> _EXERCISE INSTRUCTIONS_:
Some lines in the entries contain the word "white". Copy all of them.

• • • • • • •

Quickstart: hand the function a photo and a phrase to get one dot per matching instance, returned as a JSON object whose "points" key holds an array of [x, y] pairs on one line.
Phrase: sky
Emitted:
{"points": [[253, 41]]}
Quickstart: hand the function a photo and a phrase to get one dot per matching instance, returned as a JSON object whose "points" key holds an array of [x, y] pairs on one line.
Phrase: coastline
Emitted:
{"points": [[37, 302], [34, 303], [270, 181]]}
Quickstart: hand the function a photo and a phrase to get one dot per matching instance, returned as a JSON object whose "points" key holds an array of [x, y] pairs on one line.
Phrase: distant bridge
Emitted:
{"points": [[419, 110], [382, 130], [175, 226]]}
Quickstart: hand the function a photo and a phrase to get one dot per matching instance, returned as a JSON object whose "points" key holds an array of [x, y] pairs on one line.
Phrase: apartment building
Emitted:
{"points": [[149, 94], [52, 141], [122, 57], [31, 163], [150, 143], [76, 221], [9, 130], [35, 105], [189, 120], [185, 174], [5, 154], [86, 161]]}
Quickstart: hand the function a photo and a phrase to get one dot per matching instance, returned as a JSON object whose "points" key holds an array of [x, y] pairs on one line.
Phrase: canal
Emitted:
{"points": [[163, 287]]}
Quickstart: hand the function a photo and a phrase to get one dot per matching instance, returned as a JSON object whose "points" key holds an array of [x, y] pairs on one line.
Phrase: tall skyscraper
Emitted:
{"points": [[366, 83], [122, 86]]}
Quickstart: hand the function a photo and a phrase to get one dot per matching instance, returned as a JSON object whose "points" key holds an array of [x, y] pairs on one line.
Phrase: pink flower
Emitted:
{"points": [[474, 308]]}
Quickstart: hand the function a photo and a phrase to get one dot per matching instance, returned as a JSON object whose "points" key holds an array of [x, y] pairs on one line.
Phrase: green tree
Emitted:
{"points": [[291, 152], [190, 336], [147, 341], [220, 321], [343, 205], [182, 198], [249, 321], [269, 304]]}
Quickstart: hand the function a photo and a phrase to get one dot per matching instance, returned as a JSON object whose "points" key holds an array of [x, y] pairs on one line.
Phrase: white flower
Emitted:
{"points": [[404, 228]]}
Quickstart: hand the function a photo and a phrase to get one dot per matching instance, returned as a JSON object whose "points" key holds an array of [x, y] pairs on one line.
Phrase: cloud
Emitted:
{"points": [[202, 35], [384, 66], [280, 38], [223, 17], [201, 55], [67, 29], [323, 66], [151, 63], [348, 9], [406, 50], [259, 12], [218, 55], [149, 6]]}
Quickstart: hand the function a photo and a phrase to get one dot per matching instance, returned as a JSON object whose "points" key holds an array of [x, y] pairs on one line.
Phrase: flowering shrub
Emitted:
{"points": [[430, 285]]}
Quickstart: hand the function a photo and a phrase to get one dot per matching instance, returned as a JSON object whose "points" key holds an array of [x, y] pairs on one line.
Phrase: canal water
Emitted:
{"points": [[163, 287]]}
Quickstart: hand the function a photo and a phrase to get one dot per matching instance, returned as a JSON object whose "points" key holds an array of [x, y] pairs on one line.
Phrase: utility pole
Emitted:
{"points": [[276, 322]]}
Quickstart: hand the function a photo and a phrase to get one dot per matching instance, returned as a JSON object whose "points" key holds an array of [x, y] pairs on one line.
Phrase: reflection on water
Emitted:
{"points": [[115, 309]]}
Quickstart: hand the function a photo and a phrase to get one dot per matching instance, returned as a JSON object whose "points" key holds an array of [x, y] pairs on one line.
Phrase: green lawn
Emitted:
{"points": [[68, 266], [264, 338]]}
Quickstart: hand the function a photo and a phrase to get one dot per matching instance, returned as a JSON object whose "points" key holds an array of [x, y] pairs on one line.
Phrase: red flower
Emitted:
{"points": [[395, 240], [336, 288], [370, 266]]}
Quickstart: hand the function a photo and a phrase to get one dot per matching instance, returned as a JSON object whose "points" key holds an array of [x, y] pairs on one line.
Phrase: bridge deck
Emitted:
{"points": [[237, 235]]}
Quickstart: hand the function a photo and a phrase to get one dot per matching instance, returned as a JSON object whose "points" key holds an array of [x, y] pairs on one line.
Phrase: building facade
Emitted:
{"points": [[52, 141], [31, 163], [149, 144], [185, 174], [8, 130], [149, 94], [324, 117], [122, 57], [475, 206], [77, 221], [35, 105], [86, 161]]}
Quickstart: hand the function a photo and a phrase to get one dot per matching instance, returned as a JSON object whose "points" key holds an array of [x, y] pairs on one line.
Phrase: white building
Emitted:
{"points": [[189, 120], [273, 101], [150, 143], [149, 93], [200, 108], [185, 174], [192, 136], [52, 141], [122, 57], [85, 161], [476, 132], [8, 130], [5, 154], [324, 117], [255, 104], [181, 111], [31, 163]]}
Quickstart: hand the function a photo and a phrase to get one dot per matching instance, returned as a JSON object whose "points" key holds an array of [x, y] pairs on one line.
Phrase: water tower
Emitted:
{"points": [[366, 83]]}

• • • • • • •

> _ANSWER AREA_:
Phrase: white flower
Phrase: white building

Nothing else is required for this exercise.